→ **Task instructions**
1. In the passage on television editing, how many pages a day might a television director have to shoot?
2. Copy the entries verbatim, starting at the line with "mark the red scalloped" and ending at the line with "(677, 1236)", both lines included.
* Begin Passage *
The real difference between a feature and a television show is that on a feature, they’re shooting two or three minutes a day and I think the contract is two weeks before the cut has to be ready. A television director has as many as eleven pages a day to shoot and the editor has the day after last day’s dailies to put the cut together. So is in a feature you have more time to do it right and try everything. As far as the hierarchy, in television you tend to have writers as showrunners and 80% of the time these writers’ brains work in a different way than picture oriented people. The dialogue is more important. Some don’t really see picture, and a lot of times they’ll be sitting in my room and looking at the script, searching where to make cuts.  The writer would say “Cut from this line to this line.” And I say, “I could do that, but the character will jump across the room.” I had one writer ask “What’s wrong with that?”

Most of these writers eventually become smarter and more cinematic, guys like Vince Gilligan or Mitch Hurwitz who’s obviously not just looking at the words. There are showrunners that do evolve and become more visual. On A Series of Unfortunate Events, I’m very lucky to be working with Barry who’s extremely visual and also watches the pace of the show and he’s very involved in the performances. He carefully rehearses the actors before they start rolling camera to make sure the performance is where he wants it to be. When I’m working with him, we are on the same page. I’ve just been such a fan of his for so long going all the way back to the Coen brothers movies. We kind of talk short hand and use movie references and talk about how we’re going to attack a scene. Also what’s  great about collaborating with him, he’s the director and executive producer. Once we get the show to producers cut, which happens very quickly, then it’s just about examining the network notes massaging areas of concern and it’s locked. Barry directed two of the four books, then in our next season we have five books, and he’ll do two of the books.
* End Passage *
* Begin Data extract *
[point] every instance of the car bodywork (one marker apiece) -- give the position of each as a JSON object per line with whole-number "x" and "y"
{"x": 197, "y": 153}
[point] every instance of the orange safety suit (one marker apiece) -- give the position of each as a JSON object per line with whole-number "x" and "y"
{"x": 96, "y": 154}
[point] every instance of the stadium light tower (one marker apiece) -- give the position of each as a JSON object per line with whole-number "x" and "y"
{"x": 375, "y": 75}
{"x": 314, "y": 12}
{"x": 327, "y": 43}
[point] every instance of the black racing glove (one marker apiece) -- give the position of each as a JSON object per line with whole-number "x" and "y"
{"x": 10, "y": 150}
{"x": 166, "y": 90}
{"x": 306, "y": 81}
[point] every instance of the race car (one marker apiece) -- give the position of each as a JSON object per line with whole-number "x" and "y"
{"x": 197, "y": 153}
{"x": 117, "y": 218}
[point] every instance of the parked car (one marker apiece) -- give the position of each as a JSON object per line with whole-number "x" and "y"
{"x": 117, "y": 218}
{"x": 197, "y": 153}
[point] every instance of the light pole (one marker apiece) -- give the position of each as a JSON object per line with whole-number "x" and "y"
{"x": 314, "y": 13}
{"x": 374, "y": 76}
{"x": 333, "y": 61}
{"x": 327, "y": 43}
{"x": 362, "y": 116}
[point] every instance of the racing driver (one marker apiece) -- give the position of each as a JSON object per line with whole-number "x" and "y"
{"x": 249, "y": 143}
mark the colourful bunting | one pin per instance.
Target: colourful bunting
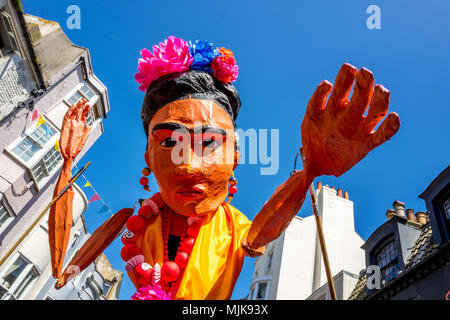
(48, 132)
(95, 197)
(40, 121)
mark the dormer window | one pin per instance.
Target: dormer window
(387, 260)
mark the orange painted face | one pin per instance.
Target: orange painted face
(191, 153)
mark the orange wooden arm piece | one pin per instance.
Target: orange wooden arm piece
(95, 245)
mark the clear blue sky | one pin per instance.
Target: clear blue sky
(284, 49)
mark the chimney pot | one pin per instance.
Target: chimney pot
(421, 217)
(410, 214)
(399, 208)
(390, 213)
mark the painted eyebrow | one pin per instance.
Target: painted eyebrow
(177, 126)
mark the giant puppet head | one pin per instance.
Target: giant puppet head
(189, 114)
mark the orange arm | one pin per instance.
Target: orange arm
(278, 212)
(60, 219)
(95, 245)
(74, 134)
(335, 136)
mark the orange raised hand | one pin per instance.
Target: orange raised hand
(74, 132)
(336, 134)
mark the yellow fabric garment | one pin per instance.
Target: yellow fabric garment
(216, 258)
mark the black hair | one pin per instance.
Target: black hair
(198, 84)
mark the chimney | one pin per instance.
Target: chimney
(410, 214)
(390, 213)
(421, 217)
(399, 208)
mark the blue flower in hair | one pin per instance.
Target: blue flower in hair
(203, 52)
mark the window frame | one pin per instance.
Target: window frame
(10, 293)
(38, 155)
(269, 261)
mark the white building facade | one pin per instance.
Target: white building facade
(292, 267)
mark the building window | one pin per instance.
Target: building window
(5, 215)
(261, 292)
(40, 141)
(84, 91)
(269, 261)
(106, 287)
(447, 209)
(388, 262)
(17, 279)
(8, 41)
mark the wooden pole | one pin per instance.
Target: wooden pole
(323, 247)
(75, 177)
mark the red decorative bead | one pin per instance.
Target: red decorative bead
(143, 273)
(135, 223)
(158, 200)
(153, 206)
(170, 271)
(128, 237)
(143, 181)
(187, 244)
(129, 251)
(232, 189)
(181, 259)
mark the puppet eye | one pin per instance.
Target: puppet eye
(169, 142)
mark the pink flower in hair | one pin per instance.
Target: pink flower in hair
(170, 56)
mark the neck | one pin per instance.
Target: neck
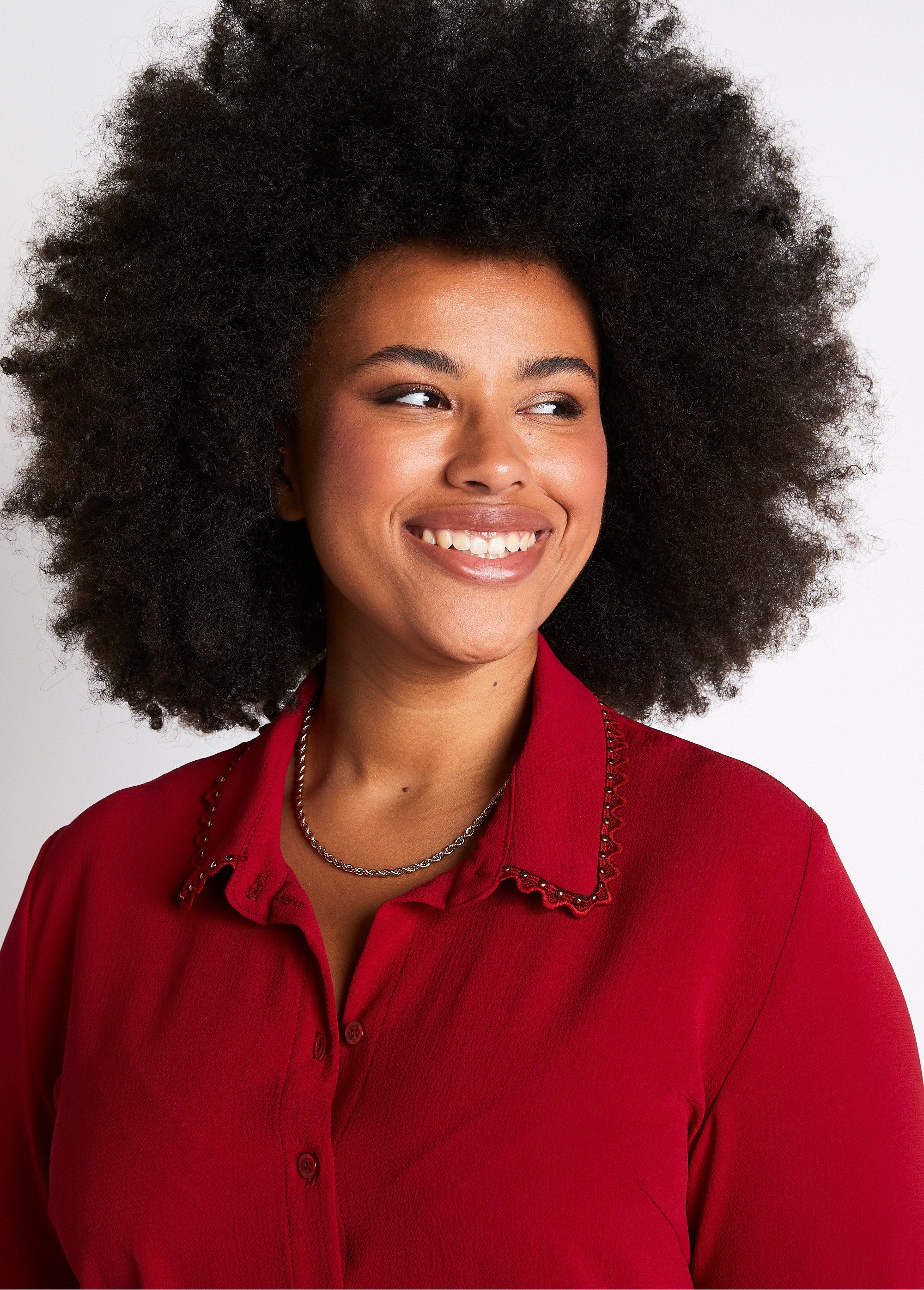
(392, 721)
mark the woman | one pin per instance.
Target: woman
(391, 333)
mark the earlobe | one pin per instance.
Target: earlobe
(288, 500)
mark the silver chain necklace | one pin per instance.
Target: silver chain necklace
(377, 874)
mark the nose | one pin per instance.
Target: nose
(489, 454)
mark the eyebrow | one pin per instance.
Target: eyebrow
(445, 366)
(435, 361)
(533, 369)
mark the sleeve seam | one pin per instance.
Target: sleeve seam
(30, 886)
(770, 986)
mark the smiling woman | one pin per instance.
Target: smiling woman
(391, 335)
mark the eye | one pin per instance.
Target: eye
(554, 408)
(418, 397)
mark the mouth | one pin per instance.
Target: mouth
(482, 544)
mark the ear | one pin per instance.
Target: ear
(288, 493)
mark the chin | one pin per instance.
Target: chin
(477, 642)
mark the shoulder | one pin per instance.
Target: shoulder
(721, 808)
(714, 861)
(132, 840)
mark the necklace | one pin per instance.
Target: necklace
(377, 874)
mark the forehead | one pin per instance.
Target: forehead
(464, 304)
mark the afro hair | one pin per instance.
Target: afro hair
(172, 297)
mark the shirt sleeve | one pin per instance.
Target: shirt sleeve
(808, 1169)
(30, 1253)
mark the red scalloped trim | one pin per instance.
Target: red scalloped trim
(191, 888)
(608, 874)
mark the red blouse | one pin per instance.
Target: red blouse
(644, 1035)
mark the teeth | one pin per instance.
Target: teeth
(494, 546)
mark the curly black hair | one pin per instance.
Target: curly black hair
(173, 296)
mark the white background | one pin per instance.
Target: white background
(841, 720)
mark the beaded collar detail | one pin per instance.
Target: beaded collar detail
(205, 866)
(608, 873)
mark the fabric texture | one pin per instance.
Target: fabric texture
(704, 1076)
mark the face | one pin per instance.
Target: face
(449, 457)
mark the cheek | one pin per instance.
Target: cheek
(578, 478)
(356, 477)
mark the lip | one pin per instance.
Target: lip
(474, 569)
(484, 519)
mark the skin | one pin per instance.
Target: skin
(427, 689)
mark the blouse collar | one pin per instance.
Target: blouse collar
(553, 831)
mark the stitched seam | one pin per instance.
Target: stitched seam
(283, 1145)
(379, 1031)
(767, 994)
(31, 888)
(677, 1236)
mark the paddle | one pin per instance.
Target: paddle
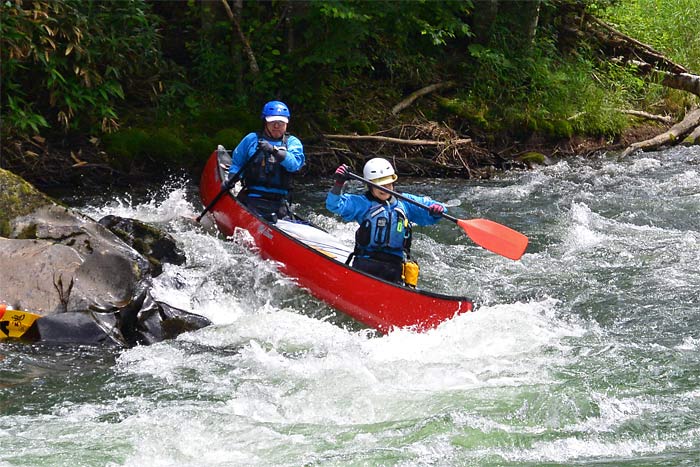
(487, 234)
(227, 186)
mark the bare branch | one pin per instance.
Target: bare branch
(246, 45)
(421, 92)
(387, 139)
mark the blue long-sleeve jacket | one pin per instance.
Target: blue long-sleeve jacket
(357, 208)
(248, 147)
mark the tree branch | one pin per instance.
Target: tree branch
(691, 120)
(421, 92)
(246, 45)
(387, 139)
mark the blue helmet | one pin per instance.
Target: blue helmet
(275, 111)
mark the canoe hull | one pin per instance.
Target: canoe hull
(371, 301)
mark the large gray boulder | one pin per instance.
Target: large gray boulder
(88, 285)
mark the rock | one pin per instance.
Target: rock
(88, 285)
(157, 246)
(18, 198)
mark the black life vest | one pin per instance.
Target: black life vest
(263, 170)
(385, 229)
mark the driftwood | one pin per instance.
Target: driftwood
(244, 40)
(681, 81)
(618, 43)
(410, 142)
(671, 136)
(648, 116)
(693, 138)
(654, 65)
(421, 92)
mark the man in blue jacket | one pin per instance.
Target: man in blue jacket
(383, 241)
(265, 163)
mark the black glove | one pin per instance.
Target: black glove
(436, 210)
(266, 147)
(279, 153)
(229, 183)
(342, 174)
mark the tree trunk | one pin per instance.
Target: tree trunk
(483, 19)
(671, 136)
(522, 18)
(254, 69)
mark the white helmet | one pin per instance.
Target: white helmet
(379, 171)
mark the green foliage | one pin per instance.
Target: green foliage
(74, 61)
(672, 27)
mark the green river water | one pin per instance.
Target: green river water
(585, 352)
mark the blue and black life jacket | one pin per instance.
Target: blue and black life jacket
(385, 229)
(263, 170)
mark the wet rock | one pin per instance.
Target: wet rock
(88, 285)
(157, 246)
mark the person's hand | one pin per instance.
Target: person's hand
(265, 146)
(342, 174)
(436, 210)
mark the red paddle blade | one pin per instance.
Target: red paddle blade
(495, 237)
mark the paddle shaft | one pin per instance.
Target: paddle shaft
(227, 186)
(491, 235)
(399, 195)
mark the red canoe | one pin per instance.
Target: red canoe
(315, 260)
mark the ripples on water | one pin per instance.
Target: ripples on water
(584, 352)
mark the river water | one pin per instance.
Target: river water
(585, 352)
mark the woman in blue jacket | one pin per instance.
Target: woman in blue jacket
(265, 163)
(383, 241)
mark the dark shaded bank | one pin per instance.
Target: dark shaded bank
(81, 162)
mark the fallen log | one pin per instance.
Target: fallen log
(648, 116)
(681, 81)
(690, 122)
(410, 142)
(421, 92)
(693, 138)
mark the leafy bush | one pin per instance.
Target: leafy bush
(69, 63)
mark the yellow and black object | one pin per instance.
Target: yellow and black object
(17, 324)
(411, 270)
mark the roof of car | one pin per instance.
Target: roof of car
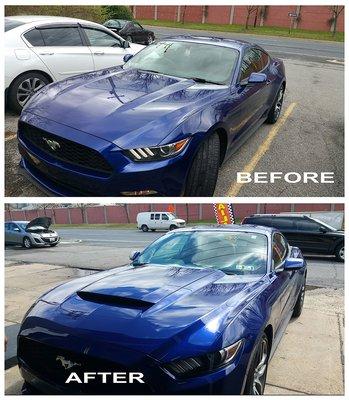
(232, 227)
(220, 41)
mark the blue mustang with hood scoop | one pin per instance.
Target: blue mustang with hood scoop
(162, 124)
(199, 311)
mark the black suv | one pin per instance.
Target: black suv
(309, 234)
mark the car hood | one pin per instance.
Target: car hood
(44, 222)
(130, 108)
(144, 307)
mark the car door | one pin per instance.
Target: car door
(284, 282)
(61, 49)
(107, 49)
(251, 101)
(311, 236)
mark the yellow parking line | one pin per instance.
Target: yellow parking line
(262, 149)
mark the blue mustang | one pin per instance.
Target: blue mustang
(162, 124)
(199, 311)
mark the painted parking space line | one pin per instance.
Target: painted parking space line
(235, 188)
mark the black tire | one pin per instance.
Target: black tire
(37, 79)
(275, 111)
(339, 252)
(297, 311)
(27, 244)
(203, 173)
(252, 387)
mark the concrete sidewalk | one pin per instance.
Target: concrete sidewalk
(309, 359)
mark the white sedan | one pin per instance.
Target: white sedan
(40, 50)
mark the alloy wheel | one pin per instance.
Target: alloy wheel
(259, 376)
(27, 88)
(278, 104)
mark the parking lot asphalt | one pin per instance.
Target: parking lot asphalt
(310, 139)
(309, 359)
(100, 249)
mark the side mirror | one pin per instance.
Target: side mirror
(134, 255)
(293, 264)
(127, 57)
(257, 77)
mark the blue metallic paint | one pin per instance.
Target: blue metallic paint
(115, 109)
(195, 311)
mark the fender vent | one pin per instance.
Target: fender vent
(116, 301)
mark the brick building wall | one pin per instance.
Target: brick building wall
(191, 212)
(315, 18)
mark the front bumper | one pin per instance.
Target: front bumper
(162, 178)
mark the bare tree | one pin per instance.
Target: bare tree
(336, 11)
(250, 10)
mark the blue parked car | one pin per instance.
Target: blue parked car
(199, 311)
(162, 124)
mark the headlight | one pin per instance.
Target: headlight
(157, 153)
(193, 366)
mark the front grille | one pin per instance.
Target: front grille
(64, 149)
(42, 359)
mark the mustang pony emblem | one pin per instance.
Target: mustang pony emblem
(66, 364)
(52, 144)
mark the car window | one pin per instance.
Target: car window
(101, 38)
(61, 37)
(307, 225)
(34, 37)
(251, 62)
(280, 249)
(195, 60)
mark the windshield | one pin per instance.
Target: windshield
(206, 62)
(234, 253)
(11, 24)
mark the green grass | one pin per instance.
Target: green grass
(260, 30)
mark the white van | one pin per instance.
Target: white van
(158, 220)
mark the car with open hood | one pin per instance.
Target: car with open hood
(199, 311)
(161, 124)
(34, 233)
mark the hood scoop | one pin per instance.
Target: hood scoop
(117, 301)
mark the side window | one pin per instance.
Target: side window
(101, 38)
(251, 62)
(307, 225)
(34, 37)
(280, 249)
(61, 37)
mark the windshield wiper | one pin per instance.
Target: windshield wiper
(202, 80)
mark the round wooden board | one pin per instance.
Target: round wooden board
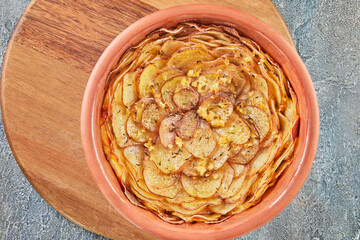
(47, 64)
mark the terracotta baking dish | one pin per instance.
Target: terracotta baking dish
(277, 197)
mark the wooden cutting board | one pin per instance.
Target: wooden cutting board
(47, 64)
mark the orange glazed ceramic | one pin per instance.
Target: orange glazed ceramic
(277, 197)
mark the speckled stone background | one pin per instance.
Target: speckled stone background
(327, 37)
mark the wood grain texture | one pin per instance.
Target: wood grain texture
(48, 61)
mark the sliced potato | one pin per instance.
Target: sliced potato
(240, 196)
(138, 108)
(170, 47)
(202, 187)
(207, 218)
(154, 177)
(130, 93)
(119, 169)
(238, 168)
(161, 78)
(196, 167)
(182, 197)
(141, 193)
(152, 116)
(116, 103)
(253, 98)
(166, 185)
(213, 83)
(229, 174)
(167, 130)
(186, 98)
(260, 84)
(218, 157)
(237, 76)
(181, 59)
(168, 90)
(260, 160)
(203, 142)
(259, 118)
(236, 130)
(187, 126)
(178, 209)
(201, 66)
(248, 152)
(216, 110)
(137, 132)
(134, 156)
(201, 202)
(146, 78)
(119, 121)
(169, 160)
(235, 187)
(223, 208)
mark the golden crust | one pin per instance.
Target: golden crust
(197, 123)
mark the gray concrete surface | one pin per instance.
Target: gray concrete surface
(327, 37)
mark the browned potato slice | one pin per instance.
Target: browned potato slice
(170, 47)
(130, 94)
(146, 78)
(166, 185)
(236, 130)
(131, 197)
(249, 149)
(181, 197)
(238, 77)
(116, 102)
(178, 209)
(253, 98)
(218, 157)
(167, 130)
(233, 50)
(152, 116)
(275, 90)
(240, 196)
(161, 78)
(235, 187)
(216, 110)
(285, 126)
(181, 59)
(137, 132)
(201, 202)
(139, 107)
(208, 218)
(134, 156)
(202, 187)
(203, 142)
(213, 83)
(227, 73)
(195, 69)
(140, 192)
(186, 127)
(168, 90)
(169, 160)
(119, 121)
(229, 174)
(259, 83)
(262, 159)
(154, 177)
(186, 98)
(223, 208)
(238, 168)
(195, 167)
(259, 118)
(119, 169)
* End Data extract *
→ **Responses by task**
1. As many as eleven pages a day.

2.
mark the red scalloped trim | one pin per instance.
Target: red scalloped trim
(191, 888)
(608, 874)
mark the red blouse | one pin per instance.
Target: red blouse
(644, 1035)
mark the teeth | one pin per instance.
Target: teeth
(494, 546)
mark the curly black hair | one pin per instance.
Target: curly black hair
(173, 296)
mark the white background | one pin per instance.
Target: white background
(841, 720)
mark the beaded collar detail | one pin per instance.
Target: beaded collar detail
(205, 866)
(608, 873)
mark the fabric texture | one pin per instance.
Target: fabric texture
(704, 1076)
mark the face | one pin per instance.
Target: face
(449, 457)
mark the cheek | one pin per instance.
Target: cheek
(578, 478)
(356, 477)
mark the lip | one pin per instance.
Target: lip
(474, 569)
(484, 519)
mark the skin | one pin per instance.
Target: skin
(427, 689)
mark the blouse collar | one pin per instance.
Target: blouse collar
(553, 831)
mark the stitched seam | one pin per instance.
Target: stitched seam
(283, 1145)
(379, 1031)
(767, 994)
(31, 888)
(677, 1236)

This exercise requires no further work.